→ **Problem**: Each record needs to be echoed exactly; can you do that?

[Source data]
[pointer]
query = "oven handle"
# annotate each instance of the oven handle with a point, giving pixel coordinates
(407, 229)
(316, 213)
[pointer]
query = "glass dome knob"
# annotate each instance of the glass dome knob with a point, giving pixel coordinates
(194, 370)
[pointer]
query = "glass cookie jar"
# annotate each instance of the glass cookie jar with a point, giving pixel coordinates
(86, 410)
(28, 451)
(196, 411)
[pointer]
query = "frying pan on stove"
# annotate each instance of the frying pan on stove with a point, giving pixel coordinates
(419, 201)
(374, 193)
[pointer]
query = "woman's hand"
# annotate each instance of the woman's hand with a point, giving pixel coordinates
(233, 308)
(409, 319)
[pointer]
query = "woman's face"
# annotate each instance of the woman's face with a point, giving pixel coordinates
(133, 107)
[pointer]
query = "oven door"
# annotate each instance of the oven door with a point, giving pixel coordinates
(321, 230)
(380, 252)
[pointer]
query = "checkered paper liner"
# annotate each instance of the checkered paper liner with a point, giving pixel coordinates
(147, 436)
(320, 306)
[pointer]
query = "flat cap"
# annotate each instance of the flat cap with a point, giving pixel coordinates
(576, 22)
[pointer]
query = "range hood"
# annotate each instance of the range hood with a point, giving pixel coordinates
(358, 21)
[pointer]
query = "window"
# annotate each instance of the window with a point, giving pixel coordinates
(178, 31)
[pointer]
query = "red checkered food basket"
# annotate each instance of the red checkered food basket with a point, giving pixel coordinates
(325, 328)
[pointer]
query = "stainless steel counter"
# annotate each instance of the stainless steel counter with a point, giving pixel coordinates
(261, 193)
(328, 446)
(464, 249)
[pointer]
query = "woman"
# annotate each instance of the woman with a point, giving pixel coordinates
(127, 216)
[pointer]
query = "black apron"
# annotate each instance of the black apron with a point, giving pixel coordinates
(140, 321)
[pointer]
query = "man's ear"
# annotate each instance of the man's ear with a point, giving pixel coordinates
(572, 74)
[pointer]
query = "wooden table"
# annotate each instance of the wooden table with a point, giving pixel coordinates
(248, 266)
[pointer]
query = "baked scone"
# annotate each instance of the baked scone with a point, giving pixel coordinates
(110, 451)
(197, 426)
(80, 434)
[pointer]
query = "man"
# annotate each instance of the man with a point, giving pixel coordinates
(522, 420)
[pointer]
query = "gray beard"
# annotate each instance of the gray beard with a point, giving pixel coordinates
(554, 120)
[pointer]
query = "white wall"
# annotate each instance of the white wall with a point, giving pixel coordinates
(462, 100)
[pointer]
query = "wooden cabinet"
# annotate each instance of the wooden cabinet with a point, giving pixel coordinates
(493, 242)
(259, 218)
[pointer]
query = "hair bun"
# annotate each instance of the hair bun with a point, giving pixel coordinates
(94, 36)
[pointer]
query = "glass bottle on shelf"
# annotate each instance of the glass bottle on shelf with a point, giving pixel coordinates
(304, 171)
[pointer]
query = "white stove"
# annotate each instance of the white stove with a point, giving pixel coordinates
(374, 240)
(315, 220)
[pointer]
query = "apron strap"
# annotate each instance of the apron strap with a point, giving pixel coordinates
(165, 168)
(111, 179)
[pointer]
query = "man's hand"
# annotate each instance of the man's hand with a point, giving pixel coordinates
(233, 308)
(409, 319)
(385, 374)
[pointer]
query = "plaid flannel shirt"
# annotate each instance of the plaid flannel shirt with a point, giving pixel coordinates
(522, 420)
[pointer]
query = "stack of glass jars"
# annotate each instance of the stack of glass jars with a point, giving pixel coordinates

→ **Answer**:
[pointer]
query = "oven handle"
# annotate each instance of the oven handle with a point, giving pixel coordinates
(407, 229)
(316, 213)
[pointer]
query = "glass dome knob"
# annotate each instance of the glass dome knob with a point, giving pixel coordinates
(194, 370)
[pointer]
query = "glass cookie jar"
# annotate each instance of the glass cookie jar with a point, giving pixel coordinates
(86, 410)
(28, 451)
(196, 411)
[pointer]
query = "frying pan on stove"
# annotate each instance of the frying pan on stove with a point, giving pixel coordinates
(419, 201)
(374, 193)
[pointer]
query = "woman's hand"
# annotate each instance of the woman's hand with a point, giving pixel coordinates
(233, 308)
(409, 319)
[pointer]
query = "woman's face"
# annotate each instance of the woman's face with a point, giving pixel coordinates
(133, 107)
[pointer]
query = "oven door"
# annotate each instance of the oven door with a point, giving pixel coordinates
(321, 230)
(380, 252)
[pointer]
query = "checkered paper liner"
# annotate each instance of the checkered paper liner with a point, giving pixel coordinates
(147, 436)
(320, 306)
[pointer]
query = "flat cap"
# annotate each instance of the flat cap with a point, giving pixel coordinates
(576, 22)
[pointer]
query = "range hood"
# annotate each instance of the range hood with a point, giving pixel coordinates
(358, 21)
[pointer]
query = "window"
# annotate each instance of the window with a point, giving pixel coordinates
(178, 31)
[pointer]
query = "red checkered food basket"
# annotate each instance of the red checkered food basket with a point, giving pixel coordinates
(325, 328)
[pointer]
query = "stainless steel counter"
# annotate each instance of the stainless steel counter with a point, giving pixel coordinates
(261, 193)
(328, 446)
(464, 249)
[pointer]
query = "woman"
# annotate each instance of the woman with a point, giving pixel coordinates
(127, 216)
[pointer]
query = "black apron"
# annotate each instance of the black apron with a point, giving pixel coordinates
(140, 321)
[pointer]
query = "man's ear"
# annotate each instance of the man's ear with a point, giving pixel coordinates
(572, 74)
[pointer]
query = "wooden table"
# annotate each instance of the wooden table with a point, giving pixel coordinates
(248, 266)
[pointer]
query = "baked scone"
# annotate each instance of the baked scone with a point, giving pixel coordinates
(110, 451)
(197, 426)
(80, 434)
[pointer]
query = "man"
# annotate each instance of the man with a point, giving pixel coordinates
(522, 420)
[pointer]
query = "gray beard"
# annotate each instance of the gray beard with a point, giving pixel coordinates
(554, 120)
[pointer]
query = "white wall"
# annotate each instance of the white wall with a point, giving pixel coordinates
(462, 100)
[pointer]
query = "wooden cabinet"
# annotate each instance of the wooden cabinet with a point, giving pixel coordinates
(493, 242)
(259, 218)
[pointer]
query = "hair bun"
# annotate each instance of the hair bun with a point, giving pixel coordinates
(94, 36)
[pointer]
query = "glass bottle on shelf"
# annotate each instance of the glass bottle on shelf with a point, giving pixel coordinates
(304, 171)
[pointer]
query = "white stove"
# annotate each instance of the white stove with a point, giving pixel coordinates
(374, 240)
(315, 220)
[pointer]
query = "apron strap"
# annotate each instance of the apron strap with a point, giving pixel coordinates
(165, 168)
(111, 179)
[pointer]
query = "man's hand"
# annotate each instance of the man's hand with a point, giving pixel coordinates
(233, 308)
(409, 319)
(385, 374)
[pointer]
query = "plaid flannel shirt"
# annotate each instance of the plaid flannel shirt with a point, giving pixel coordinates
(522, 420)
[pointer]
query = "stack of glass jars"
# annotate each instance of the stack of glass jars with a point, giving pixel coordinates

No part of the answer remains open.